-- start Listed entries --
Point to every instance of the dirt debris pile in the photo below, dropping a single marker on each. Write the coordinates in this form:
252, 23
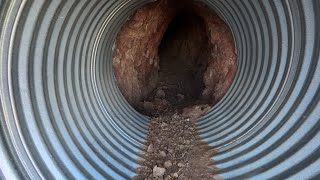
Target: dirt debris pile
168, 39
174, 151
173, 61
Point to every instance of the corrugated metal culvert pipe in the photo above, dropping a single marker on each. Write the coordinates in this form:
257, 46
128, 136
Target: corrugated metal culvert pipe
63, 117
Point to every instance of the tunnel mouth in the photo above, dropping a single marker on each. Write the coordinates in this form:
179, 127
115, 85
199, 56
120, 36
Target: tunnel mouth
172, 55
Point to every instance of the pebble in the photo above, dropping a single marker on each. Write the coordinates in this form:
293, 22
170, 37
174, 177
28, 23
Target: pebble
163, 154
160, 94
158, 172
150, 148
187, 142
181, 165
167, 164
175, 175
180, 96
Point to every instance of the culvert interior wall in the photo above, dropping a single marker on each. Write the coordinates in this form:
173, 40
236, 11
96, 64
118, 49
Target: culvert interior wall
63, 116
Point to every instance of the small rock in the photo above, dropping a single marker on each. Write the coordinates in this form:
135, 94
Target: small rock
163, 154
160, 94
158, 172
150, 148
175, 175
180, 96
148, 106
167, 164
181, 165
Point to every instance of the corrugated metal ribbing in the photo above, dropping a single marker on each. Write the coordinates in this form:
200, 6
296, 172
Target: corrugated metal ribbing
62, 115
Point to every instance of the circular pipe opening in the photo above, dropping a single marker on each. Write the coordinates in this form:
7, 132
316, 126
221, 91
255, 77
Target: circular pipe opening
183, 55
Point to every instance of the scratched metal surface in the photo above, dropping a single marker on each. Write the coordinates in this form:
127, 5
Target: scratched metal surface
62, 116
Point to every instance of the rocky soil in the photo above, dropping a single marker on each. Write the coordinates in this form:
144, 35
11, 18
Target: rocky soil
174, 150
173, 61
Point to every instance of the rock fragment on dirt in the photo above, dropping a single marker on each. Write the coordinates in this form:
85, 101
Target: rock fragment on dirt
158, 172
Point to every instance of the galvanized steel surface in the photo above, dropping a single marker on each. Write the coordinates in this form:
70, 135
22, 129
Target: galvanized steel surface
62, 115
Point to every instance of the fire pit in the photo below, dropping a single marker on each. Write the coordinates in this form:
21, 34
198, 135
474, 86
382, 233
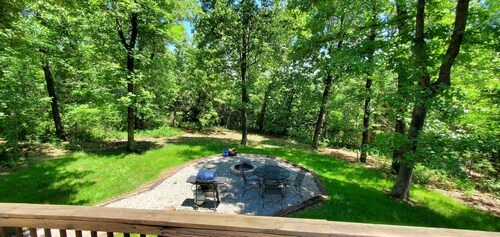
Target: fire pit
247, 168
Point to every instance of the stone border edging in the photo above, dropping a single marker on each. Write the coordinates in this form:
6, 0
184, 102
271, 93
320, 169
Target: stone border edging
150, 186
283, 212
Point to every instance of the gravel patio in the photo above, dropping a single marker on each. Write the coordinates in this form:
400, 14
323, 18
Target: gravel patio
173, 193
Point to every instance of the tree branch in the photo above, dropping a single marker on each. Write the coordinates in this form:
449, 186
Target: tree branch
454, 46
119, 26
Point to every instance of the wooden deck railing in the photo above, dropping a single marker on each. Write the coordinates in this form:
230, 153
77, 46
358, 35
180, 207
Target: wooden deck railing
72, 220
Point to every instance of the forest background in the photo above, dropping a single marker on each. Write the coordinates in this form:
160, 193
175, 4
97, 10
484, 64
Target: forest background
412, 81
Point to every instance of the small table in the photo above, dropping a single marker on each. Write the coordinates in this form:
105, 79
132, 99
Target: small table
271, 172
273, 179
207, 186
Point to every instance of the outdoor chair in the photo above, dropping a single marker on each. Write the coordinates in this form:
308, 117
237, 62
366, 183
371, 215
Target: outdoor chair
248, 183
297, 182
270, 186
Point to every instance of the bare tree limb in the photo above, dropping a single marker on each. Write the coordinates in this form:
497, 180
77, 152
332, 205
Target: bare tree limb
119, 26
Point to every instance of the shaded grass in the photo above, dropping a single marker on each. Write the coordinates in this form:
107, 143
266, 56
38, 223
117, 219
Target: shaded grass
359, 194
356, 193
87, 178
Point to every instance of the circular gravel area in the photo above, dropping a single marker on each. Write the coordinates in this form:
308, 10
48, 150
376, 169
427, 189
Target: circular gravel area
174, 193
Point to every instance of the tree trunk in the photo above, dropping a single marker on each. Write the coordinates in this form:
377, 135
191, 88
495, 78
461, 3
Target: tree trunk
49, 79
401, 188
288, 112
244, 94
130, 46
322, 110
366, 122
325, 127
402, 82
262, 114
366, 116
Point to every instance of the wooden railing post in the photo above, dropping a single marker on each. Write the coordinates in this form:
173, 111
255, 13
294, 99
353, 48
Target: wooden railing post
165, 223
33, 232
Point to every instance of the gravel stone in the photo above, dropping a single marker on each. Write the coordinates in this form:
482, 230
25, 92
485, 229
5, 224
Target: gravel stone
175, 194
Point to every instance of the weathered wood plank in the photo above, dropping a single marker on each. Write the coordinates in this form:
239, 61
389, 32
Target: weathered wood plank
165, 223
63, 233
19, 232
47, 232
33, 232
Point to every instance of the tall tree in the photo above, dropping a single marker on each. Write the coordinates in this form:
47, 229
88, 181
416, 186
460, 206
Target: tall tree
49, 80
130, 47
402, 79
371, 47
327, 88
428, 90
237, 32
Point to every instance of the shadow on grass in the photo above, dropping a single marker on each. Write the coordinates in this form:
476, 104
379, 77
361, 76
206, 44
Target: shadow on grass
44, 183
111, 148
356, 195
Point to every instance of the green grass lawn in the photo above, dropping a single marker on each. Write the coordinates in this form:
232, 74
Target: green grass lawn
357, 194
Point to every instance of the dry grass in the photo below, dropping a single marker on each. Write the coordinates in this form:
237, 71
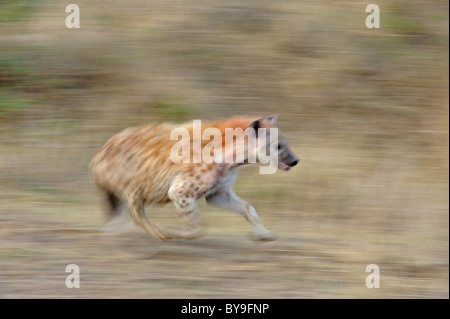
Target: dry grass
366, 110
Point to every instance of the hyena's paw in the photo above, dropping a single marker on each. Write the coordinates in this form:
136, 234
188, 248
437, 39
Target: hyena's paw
-- end Listed entries --
-- start Listed entries --
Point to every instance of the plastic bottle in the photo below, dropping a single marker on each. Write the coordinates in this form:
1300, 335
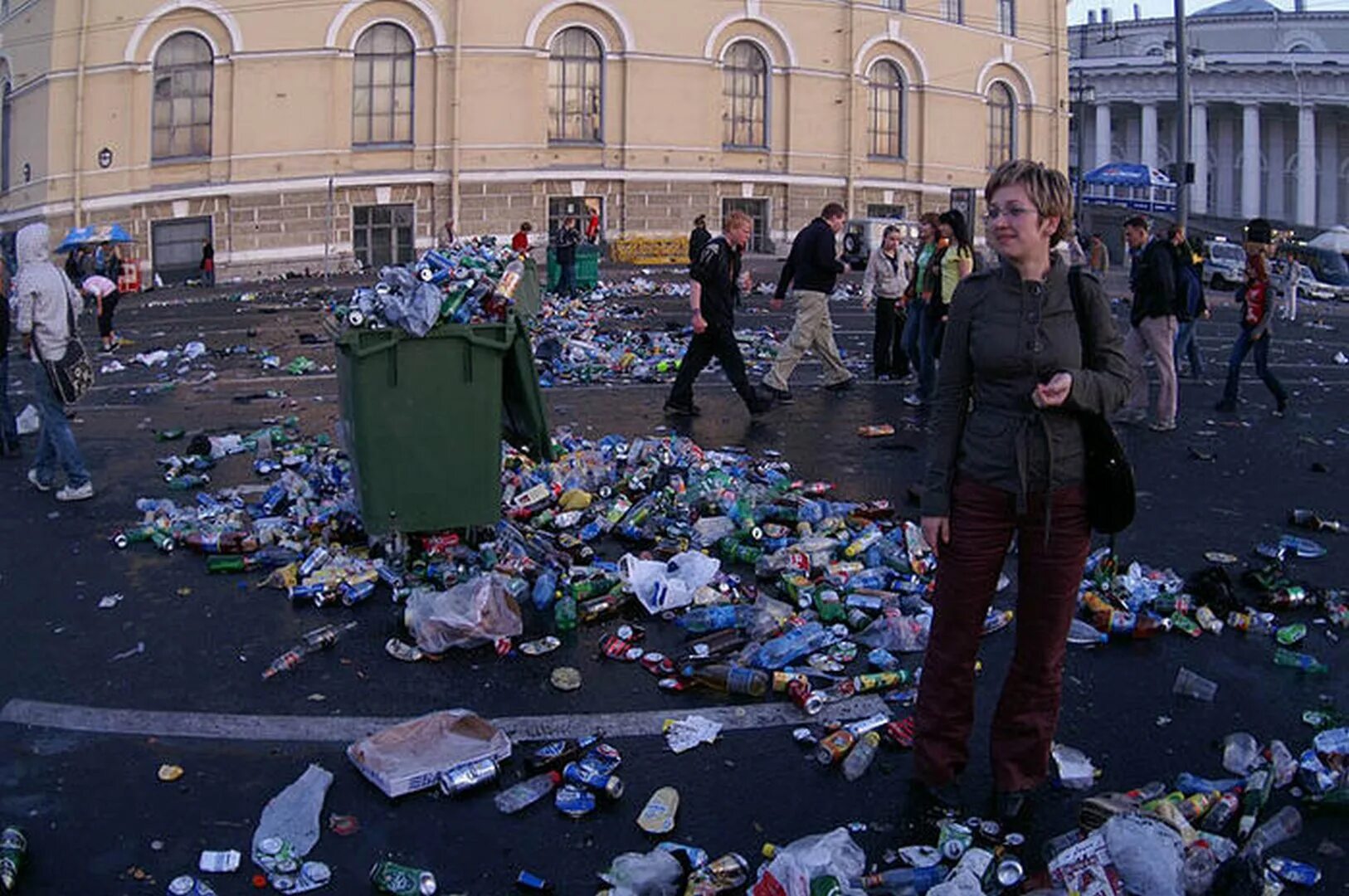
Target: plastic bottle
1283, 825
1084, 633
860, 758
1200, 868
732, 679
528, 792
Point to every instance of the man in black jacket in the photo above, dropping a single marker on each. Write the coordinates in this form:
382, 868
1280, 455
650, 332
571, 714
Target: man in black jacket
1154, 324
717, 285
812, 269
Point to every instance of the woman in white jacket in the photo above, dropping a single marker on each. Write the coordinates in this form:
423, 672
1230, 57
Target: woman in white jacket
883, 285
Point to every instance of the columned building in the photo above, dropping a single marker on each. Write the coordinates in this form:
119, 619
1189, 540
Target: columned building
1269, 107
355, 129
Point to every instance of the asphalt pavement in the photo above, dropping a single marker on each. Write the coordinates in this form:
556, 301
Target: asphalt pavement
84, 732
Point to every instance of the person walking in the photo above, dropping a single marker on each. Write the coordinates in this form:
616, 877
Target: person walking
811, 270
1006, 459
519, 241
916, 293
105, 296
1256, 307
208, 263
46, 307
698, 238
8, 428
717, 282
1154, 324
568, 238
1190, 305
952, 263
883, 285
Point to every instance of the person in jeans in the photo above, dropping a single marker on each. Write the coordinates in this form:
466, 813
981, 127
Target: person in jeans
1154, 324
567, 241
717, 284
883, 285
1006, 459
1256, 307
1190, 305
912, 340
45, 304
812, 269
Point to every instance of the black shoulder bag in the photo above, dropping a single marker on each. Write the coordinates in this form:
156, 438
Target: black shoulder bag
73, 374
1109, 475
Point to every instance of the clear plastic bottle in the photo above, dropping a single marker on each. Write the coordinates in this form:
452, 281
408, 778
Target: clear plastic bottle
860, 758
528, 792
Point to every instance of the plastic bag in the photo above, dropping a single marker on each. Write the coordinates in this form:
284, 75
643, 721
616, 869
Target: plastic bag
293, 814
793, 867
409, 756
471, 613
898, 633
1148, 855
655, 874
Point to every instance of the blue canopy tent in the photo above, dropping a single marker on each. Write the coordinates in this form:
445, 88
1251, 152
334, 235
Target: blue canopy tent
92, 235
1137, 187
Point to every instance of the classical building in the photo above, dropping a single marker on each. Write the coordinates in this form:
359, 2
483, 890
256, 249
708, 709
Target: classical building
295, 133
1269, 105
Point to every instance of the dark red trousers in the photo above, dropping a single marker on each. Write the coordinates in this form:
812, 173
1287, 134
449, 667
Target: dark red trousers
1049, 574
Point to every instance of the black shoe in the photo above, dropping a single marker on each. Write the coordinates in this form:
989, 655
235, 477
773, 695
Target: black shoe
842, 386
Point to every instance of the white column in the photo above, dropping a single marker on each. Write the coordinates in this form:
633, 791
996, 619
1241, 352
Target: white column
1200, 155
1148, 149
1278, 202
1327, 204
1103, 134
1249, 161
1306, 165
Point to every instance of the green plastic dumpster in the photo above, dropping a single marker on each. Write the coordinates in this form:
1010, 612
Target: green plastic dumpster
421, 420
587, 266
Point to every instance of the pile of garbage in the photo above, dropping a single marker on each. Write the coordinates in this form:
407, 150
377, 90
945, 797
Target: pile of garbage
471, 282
-- end Listed entries --
-- start Listed entries --
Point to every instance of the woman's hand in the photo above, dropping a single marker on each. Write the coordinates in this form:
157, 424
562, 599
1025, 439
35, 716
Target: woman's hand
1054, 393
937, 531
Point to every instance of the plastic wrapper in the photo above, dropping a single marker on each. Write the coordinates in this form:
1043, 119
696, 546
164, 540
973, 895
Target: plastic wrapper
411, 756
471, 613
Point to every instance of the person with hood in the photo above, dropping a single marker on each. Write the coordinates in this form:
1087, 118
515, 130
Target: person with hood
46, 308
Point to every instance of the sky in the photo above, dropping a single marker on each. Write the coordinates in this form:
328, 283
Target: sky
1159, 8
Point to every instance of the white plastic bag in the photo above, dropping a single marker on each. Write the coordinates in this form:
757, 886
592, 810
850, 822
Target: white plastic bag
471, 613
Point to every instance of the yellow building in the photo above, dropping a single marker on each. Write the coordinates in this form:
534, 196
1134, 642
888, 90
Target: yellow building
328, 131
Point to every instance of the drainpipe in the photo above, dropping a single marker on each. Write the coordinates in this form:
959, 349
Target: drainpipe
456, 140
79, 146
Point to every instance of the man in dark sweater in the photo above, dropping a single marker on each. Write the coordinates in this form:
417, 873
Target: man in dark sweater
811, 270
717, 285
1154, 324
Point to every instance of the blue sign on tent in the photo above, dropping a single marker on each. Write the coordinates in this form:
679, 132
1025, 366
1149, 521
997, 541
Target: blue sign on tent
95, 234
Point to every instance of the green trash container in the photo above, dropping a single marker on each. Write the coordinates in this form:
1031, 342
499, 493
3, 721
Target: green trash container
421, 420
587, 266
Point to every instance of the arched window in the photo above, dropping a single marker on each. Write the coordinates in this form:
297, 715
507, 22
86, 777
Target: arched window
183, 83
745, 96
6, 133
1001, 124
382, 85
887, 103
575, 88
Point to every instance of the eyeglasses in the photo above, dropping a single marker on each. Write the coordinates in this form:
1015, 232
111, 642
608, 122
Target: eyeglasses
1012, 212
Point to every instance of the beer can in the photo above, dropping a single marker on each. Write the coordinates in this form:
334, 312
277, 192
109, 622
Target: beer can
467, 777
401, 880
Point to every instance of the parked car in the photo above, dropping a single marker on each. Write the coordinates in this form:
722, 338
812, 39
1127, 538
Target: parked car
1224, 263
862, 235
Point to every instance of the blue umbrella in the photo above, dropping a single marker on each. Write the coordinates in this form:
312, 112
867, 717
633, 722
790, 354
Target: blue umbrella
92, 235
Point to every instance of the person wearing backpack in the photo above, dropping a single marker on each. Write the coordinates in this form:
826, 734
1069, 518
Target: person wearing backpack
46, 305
-- end Listed entries --
→ Instruction
Copy out every line in the records above that contains the word "chair". Case counts.

→ Task result
Point to every instance of the outdoor chair in the photo above, dropping a single marker on each. Write the coordinates in this form:
Target: outdoor chair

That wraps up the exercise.